[Point placement records]
════════════════════

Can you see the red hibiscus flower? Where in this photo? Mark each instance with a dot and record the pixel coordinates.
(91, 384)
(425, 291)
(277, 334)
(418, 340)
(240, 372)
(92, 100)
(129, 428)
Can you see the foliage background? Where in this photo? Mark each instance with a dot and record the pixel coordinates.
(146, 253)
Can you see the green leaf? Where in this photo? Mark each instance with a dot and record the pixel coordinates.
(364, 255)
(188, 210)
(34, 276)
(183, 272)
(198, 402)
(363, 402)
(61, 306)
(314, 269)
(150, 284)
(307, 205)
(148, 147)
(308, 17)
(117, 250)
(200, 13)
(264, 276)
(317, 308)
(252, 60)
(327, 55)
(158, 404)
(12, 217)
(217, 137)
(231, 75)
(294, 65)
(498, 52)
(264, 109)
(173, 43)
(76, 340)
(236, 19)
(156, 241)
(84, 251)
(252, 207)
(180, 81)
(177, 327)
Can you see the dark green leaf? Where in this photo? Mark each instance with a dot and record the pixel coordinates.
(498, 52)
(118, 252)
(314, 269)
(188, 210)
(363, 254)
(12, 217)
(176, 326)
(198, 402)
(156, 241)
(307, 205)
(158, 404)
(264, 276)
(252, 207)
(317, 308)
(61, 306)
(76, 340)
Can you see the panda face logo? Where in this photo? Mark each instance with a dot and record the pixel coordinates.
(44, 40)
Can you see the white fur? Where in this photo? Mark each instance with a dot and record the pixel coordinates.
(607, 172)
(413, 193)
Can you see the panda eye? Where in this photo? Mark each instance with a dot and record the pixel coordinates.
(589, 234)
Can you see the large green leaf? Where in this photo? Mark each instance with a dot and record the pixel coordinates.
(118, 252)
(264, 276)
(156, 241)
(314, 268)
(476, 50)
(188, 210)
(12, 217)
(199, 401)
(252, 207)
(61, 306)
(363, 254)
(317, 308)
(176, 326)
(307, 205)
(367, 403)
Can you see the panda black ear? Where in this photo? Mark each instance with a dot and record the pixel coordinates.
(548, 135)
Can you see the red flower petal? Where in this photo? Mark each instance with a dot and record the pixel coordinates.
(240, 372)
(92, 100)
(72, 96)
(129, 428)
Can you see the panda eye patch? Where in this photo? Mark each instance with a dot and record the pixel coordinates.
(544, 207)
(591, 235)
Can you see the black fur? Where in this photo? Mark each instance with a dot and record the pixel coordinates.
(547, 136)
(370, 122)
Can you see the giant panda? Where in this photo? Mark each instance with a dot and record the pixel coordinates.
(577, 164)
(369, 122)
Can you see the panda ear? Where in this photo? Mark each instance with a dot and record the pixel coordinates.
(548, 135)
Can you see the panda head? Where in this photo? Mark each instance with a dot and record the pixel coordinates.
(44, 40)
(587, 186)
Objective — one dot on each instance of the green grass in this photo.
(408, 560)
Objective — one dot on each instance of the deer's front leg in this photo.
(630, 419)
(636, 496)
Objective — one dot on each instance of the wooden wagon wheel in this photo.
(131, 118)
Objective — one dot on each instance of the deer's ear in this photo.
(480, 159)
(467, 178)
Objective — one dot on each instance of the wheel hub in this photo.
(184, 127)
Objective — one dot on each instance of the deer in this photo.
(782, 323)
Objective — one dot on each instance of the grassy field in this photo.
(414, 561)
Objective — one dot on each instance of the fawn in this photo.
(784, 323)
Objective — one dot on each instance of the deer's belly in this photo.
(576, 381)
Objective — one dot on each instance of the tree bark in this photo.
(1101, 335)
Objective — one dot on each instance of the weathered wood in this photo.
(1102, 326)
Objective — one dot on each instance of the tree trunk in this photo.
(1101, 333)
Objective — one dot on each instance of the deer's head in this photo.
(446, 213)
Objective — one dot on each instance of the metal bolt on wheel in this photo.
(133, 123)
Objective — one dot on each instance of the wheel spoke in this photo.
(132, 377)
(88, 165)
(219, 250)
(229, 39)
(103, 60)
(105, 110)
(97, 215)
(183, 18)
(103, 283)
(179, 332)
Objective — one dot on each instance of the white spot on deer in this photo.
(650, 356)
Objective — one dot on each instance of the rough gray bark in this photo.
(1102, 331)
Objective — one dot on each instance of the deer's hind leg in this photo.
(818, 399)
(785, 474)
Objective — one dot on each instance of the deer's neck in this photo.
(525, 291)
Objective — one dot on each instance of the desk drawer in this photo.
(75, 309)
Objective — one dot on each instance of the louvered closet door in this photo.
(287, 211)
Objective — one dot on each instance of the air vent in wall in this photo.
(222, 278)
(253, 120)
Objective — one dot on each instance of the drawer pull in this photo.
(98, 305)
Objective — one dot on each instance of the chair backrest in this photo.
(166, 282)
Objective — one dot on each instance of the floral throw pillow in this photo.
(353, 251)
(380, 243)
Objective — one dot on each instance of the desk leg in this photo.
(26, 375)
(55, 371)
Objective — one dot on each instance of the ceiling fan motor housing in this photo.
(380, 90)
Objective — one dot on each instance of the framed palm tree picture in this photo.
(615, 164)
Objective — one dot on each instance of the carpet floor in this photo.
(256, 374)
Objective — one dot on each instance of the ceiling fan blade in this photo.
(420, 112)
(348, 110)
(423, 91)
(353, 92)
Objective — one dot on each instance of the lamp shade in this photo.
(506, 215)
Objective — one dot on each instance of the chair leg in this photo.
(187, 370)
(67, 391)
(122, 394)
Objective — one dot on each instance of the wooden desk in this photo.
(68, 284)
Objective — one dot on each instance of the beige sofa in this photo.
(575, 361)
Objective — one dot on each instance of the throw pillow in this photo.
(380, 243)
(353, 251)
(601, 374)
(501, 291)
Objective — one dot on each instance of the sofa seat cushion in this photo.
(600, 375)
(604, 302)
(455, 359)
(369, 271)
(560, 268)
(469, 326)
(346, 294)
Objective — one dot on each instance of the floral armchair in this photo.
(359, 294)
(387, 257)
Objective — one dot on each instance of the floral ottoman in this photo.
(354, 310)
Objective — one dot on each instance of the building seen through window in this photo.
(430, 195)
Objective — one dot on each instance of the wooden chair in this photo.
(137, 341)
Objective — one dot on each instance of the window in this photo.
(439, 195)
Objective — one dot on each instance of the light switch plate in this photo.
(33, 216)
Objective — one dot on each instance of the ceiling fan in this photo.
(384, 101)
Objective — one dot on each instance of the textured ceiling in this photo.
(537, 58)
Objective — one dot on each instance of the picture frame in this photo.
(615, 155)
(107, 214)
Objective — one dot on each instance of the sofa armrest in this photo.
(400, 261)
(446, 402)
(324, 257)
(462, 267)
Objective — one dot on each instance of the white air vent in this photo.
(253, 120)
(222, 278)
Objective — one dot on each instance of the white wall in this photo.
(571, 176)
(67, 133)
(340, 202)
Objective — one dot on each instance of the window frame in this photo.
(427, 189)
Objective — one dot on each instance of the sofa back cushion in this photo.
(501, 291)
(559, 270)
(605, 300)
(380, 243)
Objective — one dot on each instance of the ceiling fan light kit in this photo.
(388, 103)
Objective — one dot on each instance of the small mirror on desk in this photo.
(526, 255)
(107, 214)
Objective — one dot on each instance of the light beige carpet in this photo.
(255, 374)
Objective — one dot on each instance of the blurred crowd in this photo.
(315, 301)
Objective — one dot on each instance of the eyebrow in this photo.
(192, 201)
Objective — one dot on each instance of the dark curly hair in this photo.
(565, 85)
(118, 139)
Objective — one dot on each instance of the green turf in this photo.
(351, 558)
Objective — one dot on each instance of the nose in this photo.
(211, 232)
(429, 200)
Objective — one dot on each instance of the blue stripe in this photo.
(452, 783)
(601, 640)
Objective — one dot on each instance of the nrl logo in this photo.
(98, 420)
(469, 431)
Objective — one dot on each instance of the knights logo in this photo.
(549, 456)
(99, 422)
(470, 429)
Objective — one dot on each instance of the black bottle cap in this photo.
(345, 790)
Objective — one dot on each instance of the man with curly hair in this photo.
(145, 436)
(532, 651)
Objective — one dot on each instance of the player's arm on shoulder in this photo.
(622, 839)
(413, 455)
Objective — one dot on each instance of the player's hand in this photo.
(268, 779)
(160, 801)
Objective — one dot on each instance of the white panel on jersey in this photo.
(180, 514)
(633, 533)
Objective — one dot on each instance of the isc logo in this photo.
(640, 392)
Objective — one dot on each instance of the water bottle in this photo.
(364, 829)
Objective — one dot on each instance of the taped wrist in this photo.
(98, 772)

════════════════════

*TASK OBJECTIVE*
Reproduce the listing above exactly from the line containing "Objective — one dot on each instance of the knights" through its last line, with both of those lines included.

*TASK OUTPUT*
Objective — one dot on each instance of the knights logo in this photo.
(549, 456)
(99, 422)
(470, 429)
Objective — one dot on each instance of the black bottle cap in this photo.
(345, 790)
Objective — one dot on each instance of the man with curly hair in this photo.
(145, 436)
(532, 651)
Objective — one dot on each instance of the player's arm on shoulder in this photo.
(622, 839)
(413, 455)
Objective — one dot on each instance of the player's hand in this photo.
(268, 779)
(160, 801)
Objective — one dot on each instance of the white panel on jersey in this photo.
(180, 514)
(633, 533)
Objective — one dot on each instance of the isc logo in this photo.
(640, 392)
Objective — one dot on each instance of the water bottle in this photo.
(364, 829)
Objective — one dot on each instance of the taped wrist in this photo.
(98, 772)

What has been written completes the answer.